⟨
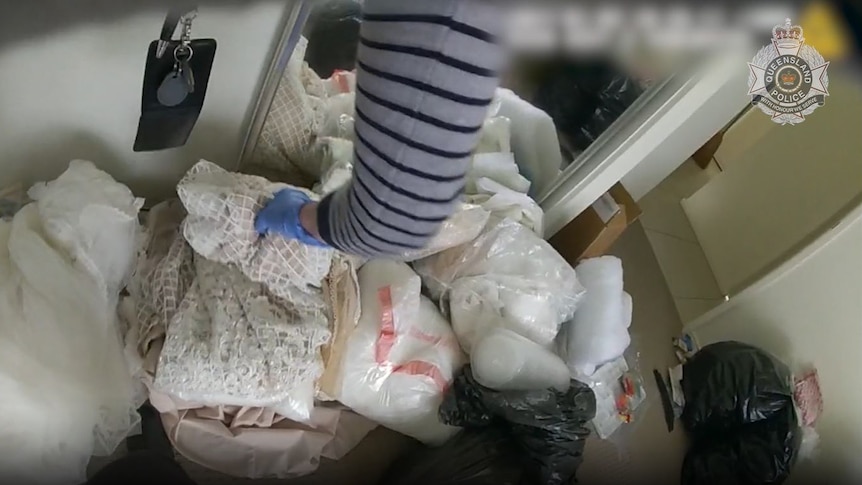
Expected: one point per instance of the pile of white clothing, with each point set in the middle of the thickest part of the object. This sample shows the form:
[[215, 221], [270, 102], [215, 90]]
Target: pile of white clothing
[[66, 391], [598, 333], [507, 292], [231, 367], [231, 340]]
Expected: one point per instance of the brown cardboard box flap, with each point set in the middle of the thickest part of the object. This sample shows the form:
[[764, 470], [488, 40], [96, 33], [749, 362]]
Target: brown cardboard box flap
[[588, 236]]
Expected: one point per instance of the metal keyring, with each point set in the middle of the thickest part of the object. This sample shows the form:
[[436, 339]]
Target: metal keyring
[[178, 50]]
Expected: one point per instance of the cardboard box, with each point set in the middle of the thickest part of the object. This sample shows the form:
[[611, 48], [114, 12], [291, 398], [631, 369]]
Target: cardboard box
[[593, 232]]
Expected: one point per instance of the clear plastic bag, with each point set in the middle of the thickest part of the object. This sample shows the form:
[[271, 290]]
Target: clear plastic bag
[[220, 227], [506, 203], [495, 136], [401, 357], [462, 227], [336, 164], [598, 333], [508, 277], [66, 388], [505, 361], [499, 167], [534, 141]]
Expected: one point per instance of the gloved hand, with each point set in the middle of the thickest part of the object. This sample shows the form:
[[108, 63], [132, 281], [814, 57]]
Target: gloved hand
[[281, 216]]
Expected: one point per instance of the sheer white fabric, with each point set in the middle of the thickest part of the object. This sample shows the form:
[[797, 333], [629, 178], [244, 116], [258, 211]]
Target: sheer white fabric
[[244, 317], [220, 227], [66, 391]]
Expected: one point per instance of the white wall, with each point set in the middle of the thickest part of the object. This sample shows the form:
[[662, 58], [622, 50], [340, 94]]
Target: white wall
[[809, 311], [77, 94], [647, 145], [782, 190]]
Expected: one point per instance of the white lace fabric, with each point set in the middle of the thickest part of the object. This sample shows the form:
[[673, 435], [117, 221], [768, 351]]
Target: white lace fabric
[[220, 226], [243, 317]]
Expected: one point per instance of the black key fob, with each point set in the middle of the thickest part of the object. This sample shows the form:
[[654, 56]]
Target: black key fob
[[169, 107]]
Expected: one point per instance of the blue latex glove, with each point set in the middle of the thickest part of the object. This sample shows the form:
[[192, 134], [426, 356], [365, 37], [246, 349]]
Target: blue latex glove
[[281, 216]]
⟩
▶ [Work instructions]
Please give back, exactly as it stands above, the stretch from the line with "Target: sheer white fabric" through the line with "[[654, 56]]", and no line outside it.

▶ [Exercise output]
Target: sheer white fabric
[[244, 317], [220, 227], [66, 391]]
Expected: one point per instance of the white wall, with each point set in the middle of the thickest part of the object. This sample shows the form:
[[662, 58], [622, 50], [340, 94]]
Target: white wall
[[809, 311], [77, 94], [647, 145], [782, 190]]
Expected: one point per instance of the white lace fabric, with each point set in the middle of the thickest part of the object. This sample shows the form:
[[673, 435], [117, 221], [768, 351]]
Target: white lace fabric
[[220, 226], [243, 317]]
Expected: one point per instance of the black key fob, with each point set in the middle of the thickest part of the object. This sample shows the form:
[[654, 56]]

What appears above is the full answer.